====== RECORDS FOR THE TASK ======

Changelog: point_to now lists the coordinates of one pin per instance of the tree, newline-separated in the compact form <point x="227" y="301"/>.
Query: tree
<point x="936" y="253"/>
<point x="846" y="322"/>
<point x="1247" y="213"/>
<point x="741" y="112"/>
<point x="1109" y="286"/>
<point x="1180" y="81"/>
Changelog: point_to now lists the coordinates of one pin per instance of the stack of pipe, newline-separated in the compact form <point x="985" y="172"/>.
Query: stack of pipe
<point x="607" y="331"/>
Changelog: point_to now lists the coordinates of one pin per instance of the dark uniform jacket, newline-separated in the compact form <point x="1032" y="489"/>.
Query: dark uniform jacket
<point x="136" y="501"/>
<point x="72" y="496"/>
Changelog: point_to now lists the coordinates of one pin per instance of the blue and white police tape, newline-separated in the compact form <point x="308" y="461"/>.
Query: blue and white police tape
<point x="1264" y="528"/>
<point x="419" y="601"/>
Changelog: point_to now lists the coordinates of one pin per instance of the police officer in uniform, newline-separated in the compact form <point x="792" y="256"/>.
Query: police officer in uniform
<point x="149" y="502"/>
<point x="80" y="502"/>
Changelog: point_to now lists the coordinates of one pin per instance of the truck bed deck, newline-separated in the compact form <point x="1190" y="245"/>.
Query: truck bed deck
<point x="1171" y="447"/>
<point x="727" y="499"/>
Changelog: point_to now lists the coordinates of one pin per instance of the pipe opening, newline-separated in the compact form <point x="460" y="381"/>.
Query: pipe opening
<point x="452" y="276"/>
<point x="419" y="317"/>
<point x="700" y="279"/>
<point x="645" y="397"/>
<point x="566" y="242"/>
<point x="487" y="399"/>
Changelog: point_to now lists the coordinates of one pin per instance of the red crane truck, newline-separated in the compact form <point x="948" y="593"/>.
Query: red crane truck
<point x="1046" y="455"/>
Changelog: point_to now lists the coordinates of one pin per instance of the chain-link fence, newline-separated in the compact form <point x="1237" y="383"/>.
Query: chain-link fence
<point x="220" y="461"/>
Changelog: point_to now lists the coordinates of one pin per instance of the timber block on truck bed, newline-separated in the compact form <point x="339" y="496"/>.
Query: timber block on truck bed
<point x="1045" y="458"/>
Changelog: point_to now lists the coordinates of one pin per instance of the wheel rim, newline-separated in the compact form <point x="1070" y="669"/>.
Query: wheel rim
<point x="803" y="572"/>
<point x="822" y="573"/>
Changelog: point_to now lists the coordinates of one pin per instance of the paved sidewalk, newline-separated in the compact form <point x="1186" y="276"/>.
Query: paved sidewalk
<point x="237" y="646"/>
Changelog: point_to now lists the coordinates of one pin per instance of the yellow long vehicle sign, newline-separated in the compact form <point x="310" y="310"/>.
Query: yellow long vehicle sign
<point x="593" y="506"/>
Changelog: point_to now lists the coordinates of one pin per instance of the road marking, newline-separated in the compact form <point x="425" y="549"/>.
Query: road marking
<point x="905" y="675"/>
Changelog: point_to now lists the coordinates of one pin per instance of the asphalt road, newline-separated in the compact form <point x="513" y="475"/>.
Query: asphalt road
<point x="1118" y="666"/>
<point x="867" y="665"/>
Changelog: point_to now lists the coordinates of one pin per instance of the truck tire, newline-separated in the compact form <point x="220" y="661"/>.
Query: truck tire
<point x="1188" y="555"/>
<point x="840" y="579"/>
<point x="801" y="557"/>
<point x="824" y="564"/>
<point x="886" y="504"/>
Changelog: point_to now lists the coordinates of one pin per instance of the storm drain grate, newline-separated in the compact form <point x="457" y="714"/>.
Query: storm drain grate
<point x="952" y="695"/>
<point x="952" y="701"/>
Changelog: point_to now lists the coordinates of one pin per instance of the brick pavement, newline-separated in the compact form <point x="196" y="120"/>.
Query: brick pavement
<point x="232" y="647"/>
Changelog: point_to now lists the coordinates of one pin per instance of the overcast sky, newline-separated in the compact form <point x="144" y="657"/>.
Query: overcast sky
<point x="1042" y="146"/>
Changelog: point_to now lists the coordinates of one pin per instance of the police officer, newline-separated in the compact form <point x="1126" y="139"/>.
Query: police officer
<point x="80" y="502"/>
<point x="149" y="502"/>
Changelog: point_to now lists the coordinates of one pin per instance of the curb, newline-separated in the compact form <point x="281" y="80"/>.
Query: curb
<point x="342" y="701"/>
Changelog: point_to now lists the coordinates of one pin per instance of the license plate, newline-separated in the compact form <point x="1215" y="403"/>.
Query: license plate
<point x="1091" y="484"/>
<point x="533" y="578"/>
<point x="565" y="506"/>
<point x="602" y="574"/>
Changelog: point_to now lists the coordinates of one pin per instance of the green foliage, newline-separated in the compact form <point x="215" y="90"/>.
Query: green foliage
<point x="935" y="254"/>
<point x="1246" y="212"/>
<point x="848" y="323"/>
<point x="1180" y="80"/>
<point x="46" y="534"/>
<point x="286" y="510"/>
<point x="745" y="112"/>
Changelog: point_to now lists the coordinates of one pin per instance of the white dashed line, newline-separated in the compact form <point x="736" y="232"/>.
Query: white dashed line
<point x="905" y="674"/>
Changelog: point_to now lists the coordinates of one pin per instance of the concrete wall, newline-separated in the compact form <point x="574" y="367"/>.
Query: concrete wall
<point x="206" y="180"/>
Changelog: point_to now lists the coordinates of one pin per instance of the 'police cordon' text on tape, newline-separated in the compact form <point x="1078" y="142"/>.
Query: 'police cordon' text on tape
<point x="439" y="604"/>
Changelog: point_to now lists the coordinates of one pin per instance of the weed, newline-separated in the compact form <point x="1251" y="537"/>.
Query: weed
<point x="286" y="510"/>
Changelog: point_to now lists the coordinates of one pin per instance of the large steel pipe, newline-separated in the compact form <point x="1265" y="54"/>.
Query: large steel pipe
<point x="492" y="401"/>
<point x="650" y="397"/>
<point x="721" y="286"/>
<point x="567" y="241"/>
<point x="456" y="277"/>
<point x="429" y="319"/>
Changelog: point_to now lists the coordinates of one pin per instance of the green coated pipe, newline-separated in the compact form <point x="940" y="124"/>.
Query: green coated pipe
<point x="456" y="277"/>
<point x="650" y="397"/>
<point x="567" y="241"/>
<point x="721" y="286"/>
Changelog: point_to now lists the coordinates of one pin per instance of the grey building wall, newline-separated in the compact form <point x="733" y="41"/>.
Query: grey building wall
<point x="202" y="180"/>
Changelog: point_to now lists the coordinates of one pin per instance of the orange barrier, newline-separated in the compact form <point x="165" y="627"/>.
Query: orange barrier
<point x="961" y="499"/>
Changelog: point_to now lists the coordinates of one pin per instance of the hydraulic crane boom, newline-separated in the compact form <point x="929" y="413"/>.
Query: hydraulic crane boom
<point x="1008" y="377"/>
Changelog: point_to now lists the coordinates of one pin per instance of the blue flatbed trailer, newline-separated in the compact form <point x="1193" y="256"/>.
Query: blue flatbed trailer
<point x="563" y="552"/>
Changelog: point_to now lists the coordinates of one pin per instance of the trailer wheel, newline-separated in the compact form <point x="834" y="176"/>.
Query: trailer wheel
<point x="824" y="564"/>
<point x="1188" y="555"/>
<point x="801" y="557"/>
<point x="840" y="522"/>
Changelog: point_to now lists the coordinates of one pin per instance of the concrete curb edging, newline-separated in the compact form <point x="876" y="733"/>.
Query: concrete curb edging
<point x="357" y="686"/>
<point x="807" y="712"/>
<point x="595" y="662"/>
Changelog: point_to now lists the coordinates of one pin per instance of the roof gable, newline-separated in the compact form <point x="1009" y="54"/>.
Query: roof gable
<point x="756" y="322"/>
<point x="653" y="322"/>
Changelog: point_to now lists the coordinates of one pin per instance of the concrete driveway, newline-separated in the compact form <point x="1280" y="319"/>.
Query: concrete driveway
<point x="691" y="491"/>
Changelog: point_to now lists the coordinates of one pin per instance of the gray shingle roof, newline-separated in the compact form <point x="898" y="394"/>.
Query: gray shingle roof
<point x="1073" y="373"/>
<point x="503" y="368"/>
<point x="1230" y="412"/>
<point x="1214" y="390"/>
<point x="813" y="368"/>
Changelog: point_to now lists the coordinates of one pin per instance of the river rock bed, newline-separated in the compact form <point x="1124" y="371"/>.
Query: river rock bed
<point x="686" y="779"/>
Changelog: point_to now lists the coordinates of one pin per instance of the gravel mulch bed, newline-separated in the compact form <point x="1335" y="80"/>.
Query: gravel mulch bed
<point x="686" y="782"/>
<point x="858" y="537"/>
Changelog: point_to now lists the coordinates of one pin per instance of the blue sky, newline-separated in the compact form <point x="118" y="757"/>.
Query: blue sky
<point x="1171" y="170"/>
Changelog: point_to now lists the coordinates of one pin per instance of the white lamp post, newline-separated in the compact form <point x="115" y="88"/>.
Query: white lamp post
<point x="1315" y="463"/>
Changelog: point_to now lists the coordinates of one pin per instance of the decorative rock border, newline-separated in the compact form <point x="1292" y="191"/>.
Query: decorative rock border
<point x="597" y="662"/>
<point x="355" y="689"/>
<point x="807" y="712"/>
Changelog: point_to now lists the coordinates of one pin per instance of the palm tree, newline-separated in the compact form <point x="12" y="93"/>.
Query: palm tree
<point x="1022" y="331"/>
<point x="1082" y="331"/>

======

> [DIRECTIONS]: Reproduce precisely the span of lines that begins at the line containing "of the decorative" and ends with the last line of the listing.

> [RESPONSE]:
Changelog: point_to now lists the coordinates of one pin per instance of the decorative rock border, newline-separated in the compact form <point x="1292" y="191"/>.
Query: decorative rock border
<point x="597" y="662"/>
<point x="355" y="689"/>
<point x="807" y="712"/>
Changelog: point_to now lists the coordinates of one pin per instance of the palm tree, newline-separated in the compact form <point x="12" y="93"/>.
Query: palm tree
<point x="1022" y="331"/>
<point x="1082" y="331"/>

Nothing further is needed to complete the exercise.